• _DATI_
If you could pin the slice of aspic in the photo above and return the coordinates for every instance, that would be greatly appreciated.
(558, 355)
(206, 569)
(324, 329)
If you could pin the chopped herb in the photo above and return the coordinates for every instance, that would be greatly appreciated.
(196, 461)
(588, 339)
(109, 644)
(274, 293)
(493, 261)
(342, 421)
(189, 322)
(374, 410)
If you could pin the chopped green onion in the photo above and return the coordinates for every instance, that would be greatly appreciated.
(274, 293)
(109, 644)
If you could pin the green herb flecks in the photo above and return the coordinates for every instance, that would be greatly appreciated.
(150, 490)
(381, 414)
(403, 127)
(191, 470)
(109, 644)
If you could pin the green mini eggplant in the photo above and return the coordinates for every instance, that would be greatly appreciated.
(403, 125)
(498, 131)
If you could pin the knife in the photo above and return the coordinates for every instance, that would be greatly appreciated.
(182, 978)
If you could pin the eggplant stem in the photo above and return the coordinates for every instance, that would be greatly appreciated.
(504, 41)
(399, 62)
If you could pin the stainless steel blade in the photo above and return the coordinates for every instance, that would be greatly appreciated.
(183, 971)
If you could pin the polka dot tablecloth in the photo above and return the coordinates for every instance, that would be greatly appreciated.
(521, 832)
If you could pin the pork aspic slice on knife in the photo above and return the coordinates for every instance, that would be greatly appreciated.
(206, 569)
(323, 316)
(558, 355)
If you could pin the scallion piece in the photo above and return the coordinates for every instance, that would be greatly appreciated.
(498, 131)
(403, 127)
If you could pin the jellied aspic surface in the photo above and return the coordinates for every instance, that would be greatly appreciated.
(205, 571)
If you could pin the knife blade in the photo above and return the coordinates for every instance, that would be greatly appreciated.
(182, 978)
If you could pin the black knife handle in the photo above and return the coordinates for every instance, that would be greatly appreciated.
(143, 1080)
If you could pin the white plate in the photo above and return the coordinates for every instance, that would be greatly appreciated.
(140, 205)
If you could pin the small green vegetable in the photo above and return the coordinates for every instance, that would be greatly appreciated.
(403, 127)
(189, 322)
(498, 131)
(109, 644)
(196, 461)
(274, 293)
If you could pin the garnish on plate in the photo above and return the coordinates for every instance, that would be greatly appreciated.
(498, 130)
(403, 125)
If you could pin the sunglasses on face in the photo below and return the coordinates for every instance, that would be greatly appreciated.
==
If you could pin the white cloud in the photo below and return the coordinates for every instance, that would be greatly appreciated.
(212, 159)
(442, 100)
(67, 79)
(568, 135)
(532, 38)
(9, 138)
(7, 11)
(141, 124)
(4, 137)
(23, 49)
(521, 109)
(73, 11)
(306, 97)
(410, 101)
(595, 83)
* * *
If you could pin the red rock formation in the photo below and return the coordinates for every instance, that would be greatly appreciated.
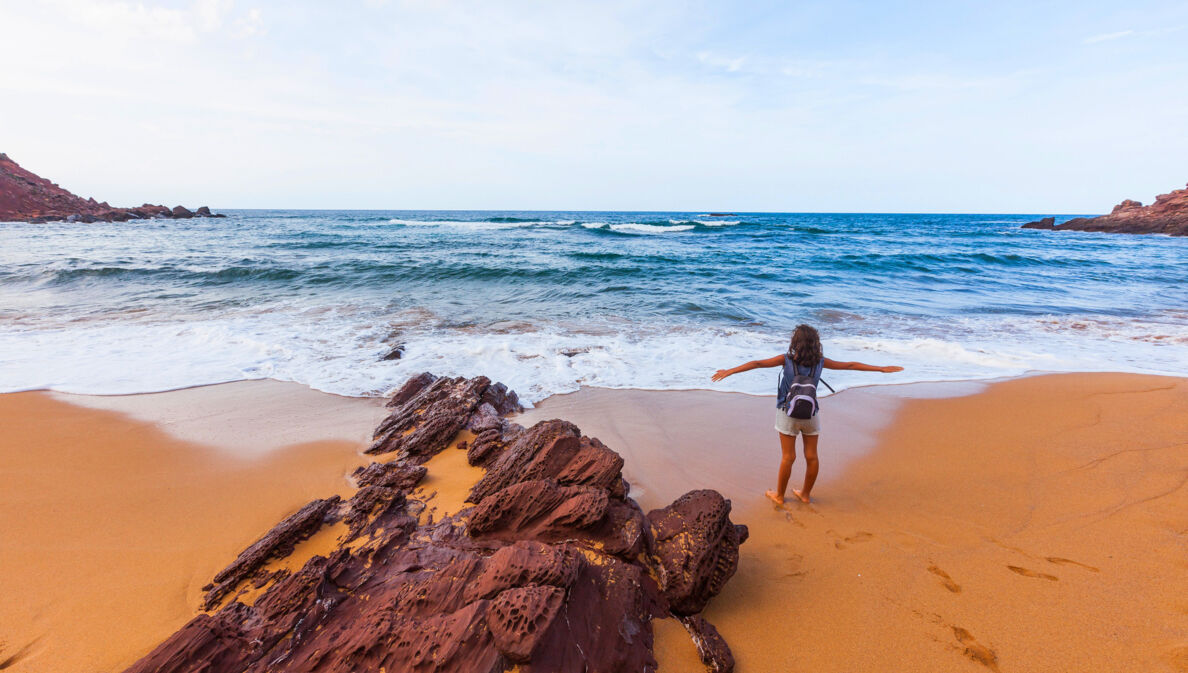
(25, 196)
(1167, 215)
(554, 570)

• _COMPITO DA SVOLGERE_
Trascriva senza alcuna modifica le righe dei dati a partire da quella che contiene "If you could pin the knife blade" e si fermi dopo quella che contiene "If you could pin the sunglasses".

• _RISPOSTA SCRITTA_
If you could pin the knife blade in the photo above and return the coordinates for every instance, that would be greatly appreciated.
(182, 978)
If you could pin the black knife handle in the photo above and return the coordinates for every instance, that would be greatly appreciated.
(143, 1080)
If you could pin the white plate in the photo above and return the coordinates for every instance, that would be greatly appreciated.
(140, 205)
If you could pin the small green vegetable in the photo above and return the coordinates for every instance, that would be greatly appreciated.
(403, 127)
(189, 322)
(498, 131)
(109, 644)
(196, 461)
(274, 293)
If you could pin the garnish on plate in the photo above and return the coordinates for every instance, that would be greatly appreciated.
(498, 130)
(403, 125)
If you could pin the sunglasses on face in the photo below and return the coordinates for every instance, that would be greatly appreciated.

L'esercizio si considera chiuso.